§ **Materials provided**:
--- Start ---
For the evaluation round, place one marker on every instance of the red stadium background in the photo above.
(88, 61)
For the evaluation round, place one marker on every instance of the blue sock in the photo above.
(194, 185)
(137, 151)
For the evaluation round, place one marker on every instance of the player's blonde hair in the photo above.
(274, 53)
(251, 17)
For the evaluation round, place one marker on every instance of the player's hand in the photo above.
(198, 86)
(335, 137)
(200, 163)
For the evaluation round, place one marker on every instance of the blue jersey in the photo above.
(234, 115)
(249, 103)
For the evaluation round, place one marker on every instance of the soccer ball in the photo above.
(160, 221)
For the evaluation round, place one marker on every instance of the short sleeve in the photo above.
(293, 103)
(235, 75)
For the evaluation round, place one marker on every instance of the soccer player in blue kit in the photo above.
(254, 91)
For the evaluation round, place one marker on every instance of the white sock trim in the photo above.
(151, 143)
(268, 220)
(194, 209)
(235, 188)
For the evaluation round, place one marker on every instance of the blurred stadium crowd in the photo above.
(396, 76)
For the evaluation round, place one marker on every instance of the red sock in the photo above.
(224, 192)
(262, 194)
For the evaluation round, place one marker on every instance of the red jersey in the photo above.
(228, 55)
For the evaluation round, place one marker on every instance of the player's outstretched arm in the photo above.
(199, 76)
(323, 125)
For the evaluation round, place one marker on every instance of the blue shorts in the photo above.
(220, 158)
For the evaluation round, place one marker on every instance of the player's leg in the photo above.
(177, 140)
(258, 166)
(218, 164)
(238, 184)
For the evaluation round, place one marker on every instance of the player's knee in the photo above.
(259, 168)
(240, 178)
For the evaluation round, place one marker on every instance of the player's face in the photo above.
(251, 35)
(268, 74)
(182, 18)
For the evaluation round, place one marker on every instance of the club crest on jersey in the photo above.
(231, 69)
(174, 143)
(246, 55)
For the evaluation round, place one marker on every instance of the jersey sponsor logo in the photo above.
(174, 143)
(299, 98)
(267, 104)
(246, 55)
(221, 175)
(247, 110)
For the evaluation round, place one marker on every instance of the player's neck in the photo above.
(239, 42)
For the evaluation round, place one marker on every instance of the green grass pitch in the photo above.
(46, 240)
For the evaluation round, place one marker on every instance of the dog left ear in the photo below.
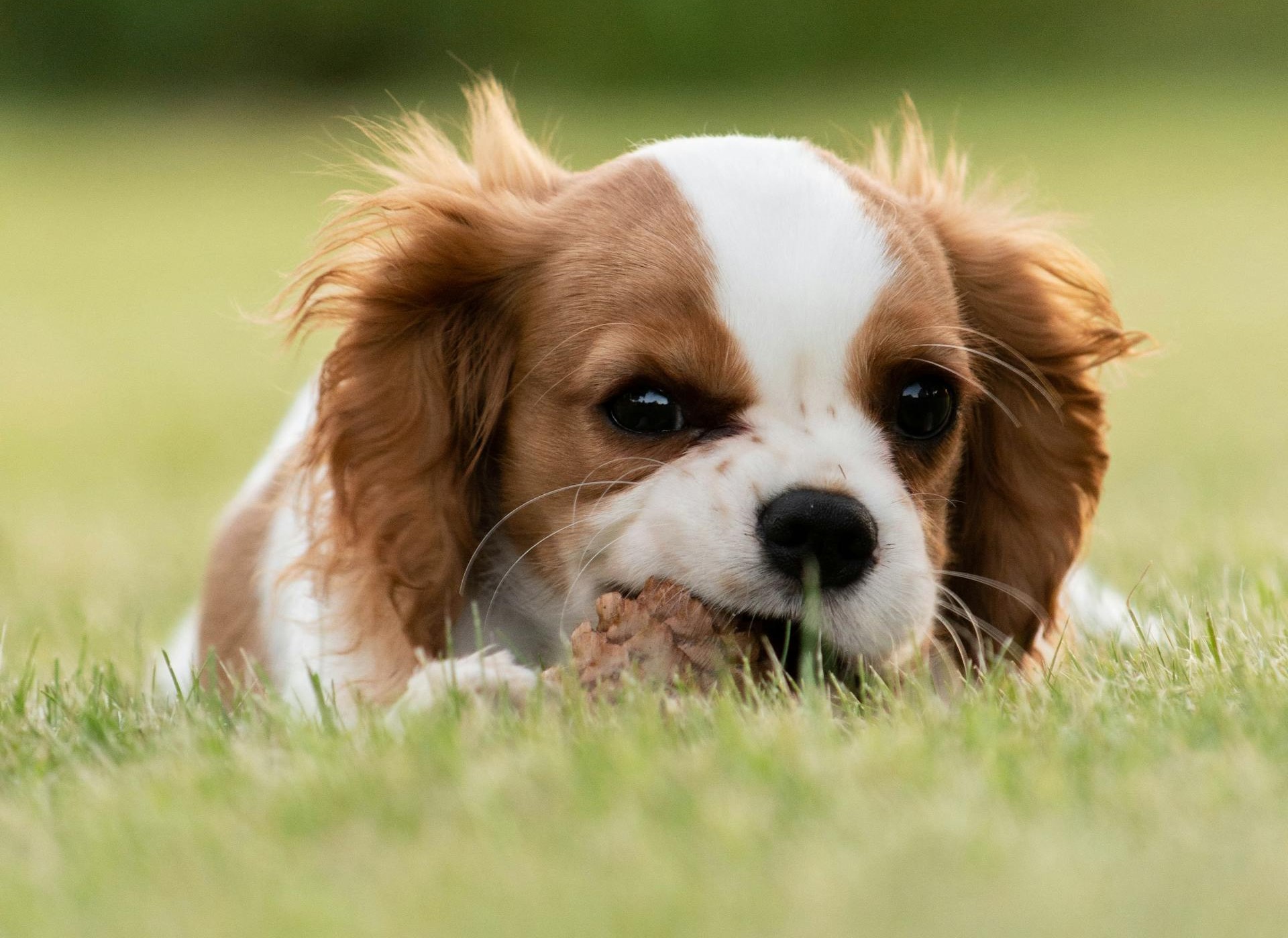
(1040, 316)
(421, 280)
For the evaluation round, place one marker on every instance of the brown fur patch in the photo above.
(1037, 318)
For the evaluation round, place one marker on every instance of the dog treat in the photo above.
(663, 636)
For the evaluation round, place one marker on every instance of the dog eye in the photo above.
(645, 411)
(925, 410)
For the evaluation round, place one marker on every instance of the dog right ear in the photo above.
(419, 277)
--- End ---
§ **Exercise aim**: Repeat the listing in full and exactly. Leave any pictures out.

§ **Response to this task**:
For the evaluation round, place one marker on every instance of the red stadium background in the photo above.
(88, 61)
For the evaluation round, place one marker on every instance of the blue sock in the photo above.
(194, 185)
(137, 151)
For the evaluation round, place one marker on every instance of the player's blonde hair in the photo above.
(274, 53)
(251, 17)
For the evaluation round, place one marker on every instance of the player's hand in the photo above.
(198, 86)
(335, 137)
(200, 163)
For the evaluation round, place one marker on every instance of the blue jersey in the photo above.
(234, 115)
(249, 103)
For the evaluation round, place one marker on every instance of the soccer ball in the photo above.
(160, 221)
For the evaluation round, place one marker on every instance of the short sleeve in the photo above.
(293, 103)
(235, 75)
For the evaluation round, place one marker on every instance of the soccer player in blue kit in the photo above.
(254, 91)
For the evaluation round, place one marker on every instance of the white sock trim in the photo above.
(151, 143)
(268, 220)
(194, 209)
(235, 188)
For the evaluation round, place one marker on every instance of the blurred stadium crowd in the photo above.
(396, 76)
For the evaluation round, place one marker on every instance of the red sock in the photo above.
(224, 192)
(262, 194)
For the evaluation round, place one marker on every instance of the red jersey in the photo above.
(228, 55)
For the evaluation round, place one marker on every instance of the player's outstretched arm in the photo above.
(199, 76)
(323, 125)
For the evaluation round, place one marker on every instance of the blue shorts in the photo above.
(220, 158)
For the evaluation round, place one marker on every instance of the player's leg in the photo above.
(177, 140)
(258, 166)
(218, 164)
(238, 184)
For the evaluation round, place one marker on every instance of the player's knee in the photo above.
(259, 168)
(240, 178)
For the evaluation round, place one marker on every instance of the player's face in the photo above.
(251, 35)
(268, 74)
(182, 18)
For the evaluation round, place one marker on every instance of the club crest on jersey in the photo above.
(231, 69)
(174, 143)
(246, 55)
For the evaluation round, place one marker on every instance of the jersey sponsor logo in the photo above.
(174, 143)
(299, 98)
(267, 104)
(246, 55)
(221, 175)
(247, 110)
For the evaluation round, place one marker on every instance of the player's neck in the photo above.
(239, 42)
For the evaluation round, place one marker on every instance of the green grass pitch in the photo above.
(46, 240)
For the evaluation round, place one marker on every instance of the dog left ear in the photo below.
(1040, 316)
(421, 280)
For the evaluation round, place one marker on every instance of the brown fur patch in the photo above.
(1037, 318)
For the evaluation round, place one marker on every instance of the dog treat in the photo above.
(663, 636)
For the evaluation round, place one marker on every instance of the dog eye in the photo above.
(645, 411)
(925, 410)
For the evaluation round, place one marker on every instance of the dog right ear in the photo above.
(419, 277)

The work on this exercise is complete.